YANG PERLU DILAKUKAN:
[A] Salin kata demi kata bagian ulasan novel Fangirl yang dimulai dari kata-kata "Cath bahkan menulis" dan berakhir setelah "menanti-nantikan fanfiksi Cath.".
[B] Perbarui catatan mulai dari awal hingga baris yang memuat "[[394, 335]]", dengan baris itu ikut disertakan. Ganti "small twig" menjadi "thin twig", biarkan selebihnya tidak berubah, lalu tuliskan hanya baris-baris tersebut.

HALAMAN:
■ ■ ■
Fangirl

by - 12:25 PM

Rainbow Rowell
456 Halaman
Penerbit Spring, November 2014
Rp. 74.000,-

Cath dan Wren—saudari kembarnya—adalah penggemar Simon Snow. Oke, seluruh dunia adalah penggemar Simon Snow, novel berseri tentang dunia penyihir itu. Namun, Cath bukan sekadar fan. Simon Snow adalah hidupnya!

Cath bahkan menulis fanfiksi tentang Simon Snow menggunakan nama pena Magicath di Internet, dan ia terkenal! Semua orang menanti-nantikan fanfiksi Cath.

Semuanya terasa indah bagi Cath, sampai ia menginjakkan kaki ke universitas. Tiba-tiba saja, Wren tidak mau tahu lagi tentang Simon Snow, bahkan tak ingin menjadi teman sekamarnya!

Dicampakkan Wren, dunia Cath jadi jungkir balik. Sendirian, ia harus menghadapi teman sekamar eksentrik yang selalu membawa pacarnya ke kamar, teman sekelas yang mengusik hatinya, juga profesor Penulisan Fiksi yang menganggap fanfiksi adalah tanda akhir zaman.
■ ■ ■
DATA YANG DITAMPILKAN:
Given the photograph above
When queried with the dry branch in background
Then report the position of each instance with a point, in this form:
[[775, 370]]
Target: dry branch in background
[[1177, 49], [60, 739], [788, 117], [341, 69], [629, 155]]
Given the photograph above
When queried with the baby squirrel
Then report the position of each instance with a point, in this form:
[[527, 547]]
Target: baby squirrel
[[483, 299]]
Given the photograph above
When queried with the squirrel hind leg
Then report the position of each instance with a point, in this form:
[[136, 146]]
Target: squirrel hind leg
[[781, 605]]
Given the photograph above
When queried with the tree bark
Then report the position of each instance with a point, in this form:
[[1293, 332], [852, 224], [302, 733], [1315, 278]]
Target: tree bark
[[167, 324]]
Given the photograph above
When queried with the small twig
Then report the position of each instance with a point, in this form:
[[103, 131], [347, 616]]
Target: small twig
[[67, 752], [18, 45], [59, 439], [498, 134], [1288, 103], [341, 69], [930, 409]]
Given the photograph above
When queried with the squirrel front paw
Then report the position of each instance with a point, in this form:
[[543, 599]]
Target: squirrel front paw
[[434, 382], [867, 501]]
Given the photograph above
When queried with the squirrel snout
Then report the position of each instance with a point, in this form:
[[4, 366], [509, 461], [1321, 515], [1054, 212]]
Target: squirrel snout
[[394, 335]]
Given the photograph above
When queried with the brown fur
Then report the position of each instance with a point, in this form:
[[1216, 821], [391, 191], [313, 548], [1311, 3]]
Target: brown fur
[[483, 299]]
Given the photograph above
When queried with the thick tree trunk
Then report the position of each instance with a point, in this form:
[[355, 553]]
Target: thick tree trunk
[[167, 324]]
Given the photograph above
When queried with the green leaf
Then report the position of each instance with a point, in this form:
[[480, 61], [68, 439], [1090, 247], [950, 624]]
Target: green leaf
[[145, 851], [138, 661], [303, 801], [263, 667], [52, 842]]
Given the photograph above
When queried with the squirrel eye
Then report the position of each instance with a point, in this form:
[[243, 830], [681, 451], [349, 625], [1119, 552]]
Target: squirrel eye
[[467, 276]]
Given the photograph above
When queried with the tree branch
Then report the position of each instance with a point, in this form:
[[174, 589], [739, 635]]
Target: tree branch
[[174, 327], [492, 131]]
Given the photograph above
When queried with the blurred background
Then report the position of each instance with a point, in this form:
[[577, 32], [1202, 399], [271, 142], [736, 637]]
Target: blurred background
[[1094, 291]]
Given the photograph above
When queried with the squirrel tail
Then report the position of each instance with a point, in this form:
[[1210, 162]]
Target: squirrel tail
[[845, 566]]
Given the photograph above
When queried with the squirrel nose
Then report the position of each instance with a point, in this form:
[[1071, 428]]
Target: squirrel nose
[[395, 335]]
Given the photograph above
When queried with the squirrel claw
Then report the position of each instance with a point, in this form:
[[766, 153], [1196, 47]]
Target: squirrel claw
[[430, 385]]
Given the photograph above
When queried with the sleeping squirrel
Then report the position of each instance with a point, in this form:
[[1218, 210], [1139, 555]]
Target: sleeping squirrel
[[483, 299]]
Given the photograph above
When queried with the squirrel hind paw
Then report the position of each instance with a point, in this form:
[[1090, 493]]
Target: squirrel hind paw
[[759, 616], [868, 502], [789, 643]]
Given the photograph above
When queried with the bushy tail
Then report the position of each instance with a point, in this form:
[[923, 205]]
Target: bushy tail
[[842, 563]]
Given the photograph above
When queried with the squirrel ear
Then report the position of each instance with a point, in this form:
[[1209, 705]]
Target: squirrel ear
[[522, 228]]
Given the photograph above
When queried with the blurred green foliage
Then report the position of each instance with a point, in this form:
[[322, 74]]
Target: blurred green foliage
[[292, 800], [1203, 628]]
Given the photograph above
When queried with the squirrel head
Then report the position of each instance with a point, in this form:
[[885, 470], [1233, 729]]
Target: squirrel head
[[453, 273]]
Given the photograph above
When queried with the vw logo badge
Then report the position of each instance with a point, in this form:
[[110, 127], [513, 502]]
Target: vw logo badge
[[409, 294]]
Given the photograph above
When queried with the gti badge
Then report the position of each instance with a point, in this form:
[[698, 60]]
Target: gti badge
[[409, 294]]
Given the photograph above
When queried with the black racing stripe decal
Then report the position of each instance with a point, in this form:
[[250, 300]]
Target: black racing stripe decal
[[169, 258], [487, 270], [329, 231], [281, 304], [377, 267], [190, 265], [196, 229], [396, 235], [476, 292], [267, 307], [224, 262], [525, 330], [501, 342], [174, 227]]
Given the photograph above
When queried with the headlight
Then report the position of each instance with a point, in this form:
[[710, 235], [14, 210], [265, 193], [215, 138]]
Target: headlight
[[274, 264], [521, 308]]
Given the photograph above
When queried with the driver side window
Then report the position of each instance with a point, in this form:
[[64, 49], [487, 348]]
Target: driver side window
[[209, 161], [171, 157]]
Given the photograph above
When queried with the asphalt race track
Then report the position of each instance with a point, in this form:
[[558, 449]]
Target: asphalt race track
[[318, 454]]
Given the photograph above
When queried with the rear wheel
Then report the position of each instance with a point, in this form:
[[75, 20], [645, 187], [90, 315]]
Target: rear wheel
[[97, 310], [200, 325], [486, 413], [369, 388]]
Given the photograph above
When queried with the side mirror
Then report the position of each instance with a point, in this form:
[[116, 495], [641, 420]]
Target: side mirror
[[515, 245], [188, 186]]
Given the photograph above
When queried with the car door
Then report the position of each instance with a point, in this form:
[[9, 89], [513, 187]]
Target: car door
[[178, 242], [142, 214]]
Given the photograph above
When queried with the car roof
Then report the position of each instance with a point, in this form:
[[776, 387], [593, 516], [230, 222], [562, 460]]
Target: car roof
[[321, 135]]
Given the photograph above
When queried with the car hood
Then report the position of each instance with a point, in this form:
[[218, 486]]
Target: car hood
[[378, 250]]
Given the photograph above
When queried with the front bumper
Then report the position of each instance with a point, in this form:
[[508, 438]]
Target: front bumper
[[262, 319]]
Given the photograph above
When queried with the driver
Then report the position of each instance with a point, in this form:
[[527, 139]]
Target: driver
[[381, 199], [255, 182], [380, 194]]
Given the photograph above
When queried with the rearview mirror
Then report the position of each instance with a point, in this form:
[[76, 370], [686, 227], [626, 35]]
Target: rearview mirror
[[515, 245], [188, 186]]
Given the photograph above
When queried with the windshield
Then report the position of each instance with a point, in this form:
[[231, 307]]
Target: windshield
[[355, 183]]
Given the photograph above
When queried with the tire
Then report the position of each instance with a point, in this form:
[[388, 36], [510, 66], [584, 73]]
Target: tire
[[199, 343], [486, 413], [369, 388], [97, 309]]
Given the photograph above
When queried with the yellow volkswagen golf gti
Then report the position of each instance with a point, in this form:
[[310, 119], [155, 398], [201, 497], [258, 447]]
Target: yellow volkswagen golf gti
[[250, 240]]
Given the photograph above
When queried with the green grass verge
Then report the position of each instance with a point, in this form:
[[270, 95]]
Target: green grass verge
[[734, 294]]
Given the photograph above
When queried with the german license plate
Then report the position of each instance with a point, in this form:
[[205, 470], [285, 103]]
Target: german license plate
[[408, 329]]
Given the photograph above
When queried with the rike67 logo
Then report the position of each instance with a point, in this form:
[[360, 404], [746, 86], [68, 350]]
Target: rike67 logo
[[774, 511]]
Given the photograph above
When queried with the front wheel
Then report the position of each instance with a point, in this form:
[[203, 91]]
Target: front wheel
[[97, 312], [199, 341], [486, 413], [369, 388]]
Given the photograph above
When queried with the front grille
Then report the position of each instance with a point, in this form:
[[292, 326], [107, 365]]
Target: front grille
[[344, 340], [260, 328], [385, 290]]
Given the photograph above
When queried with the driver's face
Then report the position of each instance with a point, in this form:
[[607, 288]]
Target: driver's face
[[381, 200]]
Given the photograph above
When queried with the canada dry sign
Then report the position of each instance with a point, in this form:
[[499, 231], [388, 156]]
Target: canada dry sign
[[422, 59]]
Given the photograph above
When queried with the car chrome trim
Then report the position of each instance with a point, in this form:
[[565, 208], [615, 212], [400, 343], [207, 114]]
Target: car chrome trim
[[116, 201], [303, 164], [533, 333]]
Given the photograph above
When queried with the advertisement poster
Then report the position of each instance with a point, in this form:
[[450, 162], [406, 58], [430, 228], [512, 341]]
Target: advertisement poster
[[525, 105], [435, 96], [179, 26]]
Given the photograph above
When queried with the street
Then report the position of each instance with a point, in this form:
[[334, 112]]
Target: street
■ ■ ■
JAWABAN:
[A]
Cath bahkan menulis fanfiksi tentang Simon Snow menggunakan nama pena Magicath di Internet, dan ia terkenal! Semua orang menanti-nantikan fanfiksi Cath.

[B]
Given the photograph above
When queried with the dry branch in background
Then report the position of each instance with a point, in this form:
[[775, 370]]
Target: dry branch in background
[[1177, 49], [60, 739], [788, 117], [341, 69], [629, 155]]
Given the photograph above
When queried with the baby squirrel
Then report the position of each instance with a point, in this form:
[[527, 547]]
Target: baby squirrel
[[483, 299]]
Given the photograph above
When queried with the squirrel hind leg
Then report the position of each instance with a point, in this form:
[[136, 146]]
Target: squirrel hind leg
[[781, 605]]
Given the photograph above
When queried with the tree bark
Then report the position of each instance with a point, in this form:
[[1293, 332], [852, 224], [302, 733], [1315, 278]]
Target: tree bark
[[167, 324]]
Given the photograph above
When queried with the thin twig
Then report the position of each instance with a point, in this form:
[[103, 131], [347, 616]]
Target: thin twig
[[67, 752], [18, 45], [59, 439], [498, 134], [1288, 103], [341, 69], [930, 409]]
Given the photograph above
When queried with the squirrel front paw
Then report the position of each instance with a point, in this form:
[[543, 599]]
Target: squirrel front paw
[[434, 382], [867, 501]]
Given the photograph above
When queried with the squirrel snout
Then report the position of each instance with a point, in this form:
[[4, 366], [509, 461], [1321, 515], [1054, 212]]
Target: squirrel snout
[[394, 335]]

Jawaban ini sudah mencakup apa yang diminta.